Goal of the exercise: Which lines of the material below contain the string "clicks"? List each such line in full, matching case exactly.

Records excerpted from a collection:

+---+

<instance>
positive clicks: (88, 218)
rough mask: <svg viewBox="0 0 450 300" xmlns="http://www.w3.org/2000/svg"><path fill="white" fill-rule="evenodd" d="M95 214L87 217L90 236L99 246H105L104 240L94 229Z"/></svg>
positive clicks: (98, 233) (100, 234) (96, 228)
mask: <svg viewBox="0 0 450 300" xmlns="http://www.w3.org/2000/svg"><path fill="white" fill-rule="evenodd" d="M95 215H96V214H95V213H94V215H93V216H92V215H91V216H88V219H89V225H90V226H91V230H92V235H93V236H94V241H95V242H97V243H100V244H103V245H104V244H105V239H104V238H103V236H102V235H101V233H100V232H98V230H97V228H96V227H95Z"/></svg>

+---+

Task solution:
positive clicks: (88, 218)
positive clicks: (98, 233) (100, 234) (96, 228)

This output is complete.